#### Activity:
Set down exactly the lines in the records below that run from the line with "Target: detached rear bumper" to the line with "[(1205, 289), (1021, 18), (82, 210), (1087, 434)]", inclusive, and nothing more.

#### Extracted data:
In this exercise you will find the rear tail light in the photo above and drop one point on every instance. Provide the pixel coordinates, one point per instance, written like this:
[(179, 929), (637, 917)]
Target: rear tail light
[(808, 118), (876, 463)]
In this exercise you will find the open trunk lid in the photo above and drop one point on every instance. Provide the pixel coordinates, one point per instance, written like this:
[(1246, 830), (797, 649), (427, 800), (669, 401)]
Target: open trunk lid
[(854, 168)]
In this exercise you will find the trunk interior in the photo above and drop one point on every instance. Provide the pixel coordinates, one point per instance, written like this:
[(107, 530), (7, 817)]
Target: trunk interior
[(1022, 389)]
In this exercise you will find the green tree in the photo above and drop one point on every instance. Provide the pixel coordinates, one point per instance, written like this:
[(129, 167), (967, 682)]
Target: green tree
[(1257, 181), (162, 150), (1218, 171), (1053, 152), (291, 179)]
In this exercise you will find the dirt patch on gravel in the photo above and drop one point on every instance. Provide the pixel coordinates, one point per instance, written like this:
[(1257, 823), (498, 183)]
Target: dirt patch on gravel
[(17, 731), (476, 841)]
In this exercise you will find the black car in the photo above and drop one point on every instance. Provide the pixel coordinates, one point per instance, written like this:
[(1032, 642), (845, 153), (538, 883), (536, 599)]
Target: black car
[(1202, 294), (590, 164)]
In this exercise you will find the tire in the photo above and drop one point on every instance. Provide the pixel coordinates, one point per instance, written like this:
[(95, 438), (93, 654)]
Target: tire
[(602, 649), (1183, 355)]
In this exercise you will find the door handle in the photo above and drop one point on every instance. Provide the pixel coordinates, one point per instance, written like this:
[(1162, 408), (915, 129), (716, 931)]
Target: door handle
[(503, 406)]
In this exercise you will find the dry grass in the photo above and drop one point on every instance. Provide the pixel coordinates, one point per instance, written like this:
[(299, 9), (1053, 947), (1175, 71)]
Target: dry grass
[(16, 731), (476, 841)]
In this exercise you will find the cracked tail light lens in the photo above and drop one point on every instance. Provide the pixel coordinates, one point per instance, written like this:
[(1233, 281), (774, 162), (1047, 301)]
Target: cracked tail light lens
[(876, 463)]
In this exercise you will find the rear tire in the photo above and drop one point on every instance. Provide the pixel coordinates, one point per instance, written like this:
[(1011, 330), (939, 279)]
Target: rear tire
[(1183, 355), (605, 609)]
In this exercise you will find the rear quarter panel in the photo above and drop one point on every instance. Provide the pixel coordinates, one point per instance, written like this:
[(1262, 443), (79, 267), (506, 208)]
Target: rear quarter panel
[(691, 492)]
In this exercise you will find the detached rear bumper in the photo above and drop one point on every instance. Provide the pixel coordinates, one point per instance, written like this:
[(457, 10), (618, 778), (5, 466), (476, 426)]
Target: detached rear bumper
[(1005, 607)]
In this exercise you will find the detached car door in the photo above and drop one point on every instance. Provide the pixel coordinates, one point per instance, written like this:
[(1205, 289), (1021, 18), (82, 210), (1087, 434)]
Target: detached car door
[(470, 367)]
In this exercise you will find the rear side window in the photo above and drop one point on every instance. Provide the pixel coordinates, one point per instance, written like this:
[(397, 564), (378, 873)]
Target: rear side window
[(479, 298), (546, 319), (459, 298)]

#### Task solution:
Target: detached rear bumper
[(1005, 607)]
In this exercise you will find the detached car door in the photo above and drop one point on every instance. Provide the pixel coordinates, one point per instance, written like this:
[(1205, 289), (1021, 18), (82, 210), (1087, 434)]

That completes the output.